Exercise instructions
Can you pull out each line of the data below that includes the word "segment"?

Supplied data
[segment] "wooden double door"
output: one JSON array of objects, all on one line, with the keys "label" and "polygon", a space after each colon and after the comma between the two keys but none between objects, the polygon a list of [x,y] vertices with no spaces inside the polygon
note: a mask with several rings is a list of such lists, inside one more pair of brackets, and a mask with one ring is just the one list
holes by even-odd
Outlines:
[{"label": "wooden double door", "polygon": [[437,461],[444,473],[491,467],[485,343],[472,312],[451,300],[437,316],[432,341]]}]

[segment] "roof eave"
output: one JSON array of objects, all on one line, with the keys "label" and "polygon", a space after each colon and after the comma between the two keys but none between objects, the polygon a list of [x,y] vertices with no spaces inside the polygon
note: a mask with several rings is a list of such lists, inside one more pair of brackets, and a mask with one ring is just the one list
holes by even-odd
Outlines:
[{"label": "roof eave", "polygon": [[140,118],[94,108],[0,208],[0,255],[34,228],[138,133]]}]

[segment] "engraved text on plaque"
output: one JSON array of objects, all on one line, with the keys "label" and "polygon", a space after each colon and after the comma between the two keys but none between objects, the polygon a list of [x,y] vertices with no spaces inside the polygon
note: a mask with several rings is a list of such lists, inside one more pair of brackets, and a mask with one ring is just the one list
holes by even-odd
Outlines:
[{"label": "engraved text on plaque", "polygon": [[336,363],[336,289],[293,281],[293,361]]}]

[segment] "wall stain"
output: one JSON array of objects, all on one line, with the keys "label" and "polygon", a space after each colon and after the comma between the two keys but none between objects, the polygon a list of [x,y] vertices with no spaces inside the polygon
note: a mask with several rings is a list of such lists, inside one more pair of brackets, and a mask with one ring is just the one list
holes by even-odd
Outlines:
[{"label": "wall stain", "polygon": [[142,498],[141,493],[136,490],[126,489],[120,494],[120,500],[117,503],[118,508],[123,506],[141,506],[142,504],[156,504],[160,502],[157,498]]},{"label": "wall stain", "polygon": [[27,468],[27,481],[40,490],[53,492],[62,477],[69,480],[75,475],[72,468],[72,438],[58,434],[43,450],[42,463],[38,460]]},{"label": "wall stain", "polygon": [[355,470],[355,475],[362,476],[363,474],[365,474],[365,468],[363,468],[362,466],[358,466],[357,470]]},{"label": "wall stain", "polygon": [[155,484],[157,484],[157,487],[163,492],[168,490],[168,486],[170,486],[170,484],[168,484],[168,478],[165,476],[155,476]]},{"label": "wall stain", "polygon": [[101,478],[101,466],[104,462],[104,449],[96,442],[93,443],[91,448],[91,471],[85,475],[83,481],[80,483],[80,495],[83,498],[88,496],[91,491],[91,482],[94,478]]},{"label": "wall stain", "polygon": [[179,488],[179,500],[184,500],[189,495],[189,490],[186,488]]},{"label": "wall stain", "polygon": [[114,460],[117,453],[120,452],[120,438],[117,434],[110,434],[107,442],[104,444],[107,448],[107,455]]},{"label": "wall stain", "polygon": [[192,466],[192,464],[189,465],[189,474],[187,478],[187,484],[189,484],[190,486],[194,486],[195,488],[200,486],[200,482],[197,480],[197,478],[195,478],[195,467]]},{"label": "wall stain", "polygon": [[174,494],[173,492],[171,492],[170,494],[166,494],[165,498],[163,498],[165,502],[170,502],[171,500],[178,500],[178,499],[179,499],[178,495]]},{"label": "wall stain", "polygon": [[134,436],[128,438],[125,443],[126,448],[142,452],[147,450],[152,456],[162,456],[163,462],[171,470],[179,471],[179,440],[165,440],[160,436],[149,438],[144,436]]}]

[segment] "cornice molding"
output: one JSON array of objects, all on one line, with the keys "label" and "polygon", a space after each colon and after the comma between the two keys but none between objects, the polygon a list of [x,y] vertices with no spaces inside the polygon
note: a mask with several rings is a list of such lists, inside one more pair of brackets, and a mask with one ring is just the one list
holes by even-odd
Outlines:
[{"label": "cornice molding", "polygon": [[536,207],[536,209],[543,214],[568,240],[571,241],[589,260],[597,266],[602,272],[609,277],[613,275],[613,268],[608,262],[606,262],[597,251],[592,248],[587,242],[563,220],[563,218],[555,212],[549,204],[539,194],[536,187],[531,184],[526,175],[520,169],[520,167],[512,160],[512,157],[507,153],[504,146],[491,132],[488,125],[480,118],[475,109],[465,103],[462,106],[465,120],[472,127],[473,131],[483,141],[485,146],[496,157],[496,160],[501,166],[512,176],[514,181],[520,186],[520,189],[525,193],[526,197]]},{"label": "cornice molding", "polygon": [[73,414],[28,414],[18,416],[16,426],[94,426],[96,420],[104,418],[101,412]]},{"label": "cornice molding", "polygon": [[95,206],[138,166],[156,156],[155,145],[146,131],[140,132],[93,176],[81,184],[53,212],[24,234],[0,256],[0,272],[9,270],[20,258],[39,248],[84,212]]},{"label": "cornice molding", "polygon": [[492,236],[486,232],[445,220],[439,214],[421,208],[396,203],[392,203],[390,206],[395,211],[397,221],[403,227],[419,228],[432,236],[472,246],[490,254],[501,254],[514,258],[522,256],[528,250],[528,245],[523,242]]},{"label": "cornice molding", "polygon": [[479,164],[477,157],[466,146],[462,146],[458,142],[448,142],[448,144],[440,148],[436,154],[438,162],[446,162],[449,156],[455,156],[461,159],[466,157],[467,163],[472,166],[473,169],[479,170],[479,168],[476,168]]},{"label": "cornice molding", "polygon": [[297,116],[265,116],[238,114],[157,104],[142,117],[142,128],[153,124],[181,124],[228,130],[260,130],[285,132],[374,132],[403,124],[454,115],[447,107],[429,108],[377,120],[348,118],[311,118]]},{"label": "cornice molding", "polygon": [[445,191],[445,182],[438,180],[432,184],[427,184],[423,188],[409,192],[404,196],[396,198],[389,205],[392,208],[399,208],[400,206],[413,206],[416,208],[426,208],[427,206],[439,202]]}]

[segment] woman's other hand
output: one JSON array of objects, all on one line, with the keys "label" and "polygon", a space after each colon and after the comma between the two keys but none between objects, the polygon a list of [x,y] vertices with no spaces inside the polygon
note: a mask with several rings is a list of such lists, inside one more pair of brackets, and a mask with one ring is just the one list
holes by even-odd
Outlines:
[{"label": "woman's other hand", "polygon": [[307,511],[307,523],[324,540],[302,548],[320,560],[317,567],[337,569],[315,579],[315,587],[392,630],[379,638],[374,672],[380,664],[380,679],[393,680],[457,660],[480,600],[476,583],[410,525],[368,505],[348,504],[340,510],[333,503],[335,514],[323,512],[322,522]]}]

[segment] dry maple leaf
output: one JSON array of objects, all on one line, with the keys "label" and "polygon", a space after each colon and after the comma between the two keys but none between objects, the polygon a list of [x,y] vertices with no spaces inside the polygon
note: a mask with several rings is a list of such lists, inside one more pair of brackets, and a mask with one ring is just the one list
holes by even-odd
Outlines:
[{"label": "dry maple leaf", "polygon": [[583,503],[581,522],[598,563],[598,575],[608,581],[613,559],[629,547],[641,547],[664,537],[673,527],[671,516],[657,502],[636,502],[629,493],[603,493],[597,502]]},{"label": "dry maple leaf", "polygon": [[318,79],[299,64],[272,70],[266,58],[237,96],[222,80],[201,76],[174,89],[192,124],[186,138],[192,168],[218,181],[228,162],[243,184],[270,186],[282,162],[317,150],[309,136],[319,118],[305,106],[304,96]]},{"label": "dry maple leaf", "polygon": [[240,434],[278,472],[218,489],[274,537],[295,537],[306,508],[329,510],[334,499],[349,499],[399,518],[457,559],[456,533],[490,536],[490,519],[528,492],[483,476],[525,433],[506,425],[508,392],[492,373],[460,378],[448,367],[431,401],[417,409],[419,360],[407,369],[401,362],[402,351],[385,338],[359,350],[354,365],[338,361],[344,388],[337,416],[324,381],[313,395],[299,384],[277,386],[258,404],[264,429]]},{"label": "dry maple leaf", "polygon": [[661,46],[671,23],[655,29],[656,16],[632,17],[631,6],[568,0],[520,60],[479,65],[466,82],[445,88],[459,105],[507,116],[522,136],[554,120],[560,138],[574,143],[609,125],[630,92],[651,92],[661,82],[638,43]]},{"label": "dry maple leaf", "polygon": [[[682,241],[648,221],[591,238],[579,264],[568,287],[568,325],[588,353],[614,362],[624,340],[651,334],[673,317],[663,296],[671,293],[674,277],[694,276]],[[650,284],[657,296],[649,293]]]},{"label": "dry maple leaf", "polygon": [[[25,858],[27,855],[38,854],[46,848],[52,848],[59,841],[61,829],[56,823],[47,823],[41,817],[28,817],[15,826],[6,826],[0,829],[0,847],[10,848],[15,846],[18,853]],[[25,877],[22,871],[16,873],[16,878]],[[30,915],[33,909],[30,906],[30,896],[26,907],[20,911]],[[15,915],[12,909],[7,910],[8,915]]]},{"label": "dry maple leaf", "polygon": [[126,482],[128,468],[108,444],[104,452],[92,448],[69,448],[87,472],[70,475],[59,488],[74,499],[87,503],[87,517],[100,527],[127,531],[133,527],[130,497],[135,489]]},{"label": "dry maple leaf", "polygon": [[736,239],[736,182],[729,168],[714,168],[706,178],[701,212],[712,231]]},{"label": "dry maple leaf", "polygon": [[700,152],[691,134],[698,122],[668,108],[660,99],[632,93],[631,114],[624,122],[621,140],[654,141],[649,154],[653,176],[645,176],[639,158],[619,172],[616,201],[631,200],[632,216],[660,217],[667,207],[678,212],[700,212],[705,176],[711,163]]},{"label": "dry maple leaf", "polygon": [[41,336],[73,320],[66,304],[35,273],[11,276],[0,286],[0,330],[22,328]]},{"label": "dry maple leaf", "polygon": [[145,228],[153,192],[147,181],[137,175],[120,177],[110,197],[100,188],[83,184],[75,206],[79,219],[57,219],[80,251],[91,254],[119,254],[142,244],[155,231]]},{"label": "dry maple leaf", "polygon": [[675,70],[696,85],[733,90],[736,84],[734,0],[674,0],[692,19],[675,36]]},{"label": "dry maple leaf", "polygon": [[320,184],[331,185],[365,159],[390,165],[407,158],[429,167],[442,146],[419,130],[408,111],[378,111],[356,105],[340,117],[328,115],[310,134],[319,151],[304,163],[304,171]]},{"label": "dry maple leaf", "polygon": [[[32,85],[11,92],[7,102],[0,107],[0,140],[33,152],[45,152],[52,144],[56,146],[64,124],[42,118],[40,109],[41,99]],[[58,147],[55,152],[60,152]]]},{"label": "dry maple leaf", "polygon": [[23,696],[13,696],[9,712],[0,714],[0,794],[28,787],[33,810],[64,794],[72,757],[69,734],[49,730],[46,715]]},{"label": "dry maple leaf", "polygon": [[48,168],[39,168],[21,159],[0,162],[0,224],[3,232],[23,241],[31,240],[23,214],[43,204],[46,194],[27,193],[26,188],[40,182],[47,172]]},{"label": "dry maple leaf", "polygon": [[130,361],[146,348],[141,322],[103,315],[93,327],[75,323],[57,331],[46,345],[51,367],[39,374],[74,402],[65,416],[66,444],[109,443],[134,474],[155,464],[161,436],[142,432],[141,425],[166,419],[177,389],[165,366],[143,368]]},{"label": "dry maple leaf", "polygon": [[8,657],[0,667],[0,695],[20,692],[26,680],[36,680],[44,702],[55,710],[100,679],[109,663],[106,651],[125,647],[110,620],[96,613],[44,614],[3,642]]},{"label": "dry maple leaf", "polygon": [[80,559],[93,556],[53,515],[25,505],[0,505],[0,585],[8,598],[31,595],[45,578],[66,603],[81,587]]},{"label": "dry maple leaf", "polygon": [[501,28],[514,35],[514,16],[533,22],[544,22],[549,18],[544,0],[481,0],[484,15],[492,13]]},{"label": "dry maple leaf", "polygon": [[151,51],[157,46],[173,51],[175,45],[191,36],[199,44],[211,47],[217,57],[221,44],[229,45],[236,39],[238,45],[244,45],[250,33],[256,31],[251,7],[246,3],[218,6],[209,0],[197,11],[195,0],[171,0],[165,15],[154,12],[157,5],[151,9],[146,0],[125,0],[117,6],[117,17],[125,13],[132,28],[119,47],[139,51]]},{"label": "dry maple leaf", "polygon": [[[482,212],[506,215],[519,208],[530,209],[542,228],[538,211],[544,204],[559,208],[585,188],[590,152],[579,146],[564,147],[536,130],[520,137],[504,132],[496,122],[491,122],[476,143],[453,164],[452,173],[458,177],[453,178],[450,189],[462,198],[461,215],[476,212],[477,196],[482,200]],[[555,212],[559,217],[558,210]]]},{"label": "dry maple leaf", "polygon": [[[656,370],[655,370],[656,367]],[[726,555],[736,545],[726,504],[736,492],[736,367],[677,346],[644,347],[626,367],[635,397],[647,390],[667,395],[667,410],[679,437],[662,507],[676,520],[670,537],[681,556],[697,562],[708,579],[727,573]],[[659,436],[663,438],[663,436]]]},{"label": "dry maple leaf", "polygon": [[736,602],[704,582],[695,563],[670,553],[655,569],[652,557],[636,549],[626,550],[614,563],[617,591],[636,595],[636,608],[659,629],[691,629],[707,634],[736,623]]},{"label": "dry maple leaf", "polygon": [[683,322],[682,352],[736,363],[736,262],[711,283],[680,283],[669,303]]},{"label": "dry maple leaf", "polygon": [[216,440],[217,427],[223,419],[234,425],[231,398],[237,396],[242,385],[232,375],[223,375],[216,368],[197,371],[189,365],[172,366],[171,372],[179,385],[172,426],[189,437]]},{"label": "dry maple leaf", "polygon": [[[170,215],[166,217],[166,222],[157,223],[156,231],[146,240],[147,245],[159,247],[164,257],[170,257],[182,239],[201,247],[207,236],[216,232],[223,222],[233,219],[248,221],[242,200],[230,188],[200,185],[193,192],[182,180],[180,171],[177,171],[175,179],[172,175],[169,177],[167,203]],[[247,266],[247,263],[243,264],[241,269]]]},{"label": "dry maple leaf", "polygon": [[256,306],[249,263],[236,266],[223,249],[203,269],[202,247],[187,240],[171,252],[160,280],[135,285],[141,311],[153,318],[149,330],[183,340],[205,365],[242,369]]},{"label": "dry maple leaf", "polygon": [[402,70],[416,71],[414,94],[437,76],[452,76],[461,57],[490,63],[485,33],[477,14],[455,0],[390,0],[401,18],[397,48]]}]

Answer to the problem
[segment] "wooden double door"
[segment] "roof eave"
[segment] "engraved text on plaque"
[segment] "wall stain"
[segment] "cornice molding"
[segment] woman's other hand
[segment] dry maple leaf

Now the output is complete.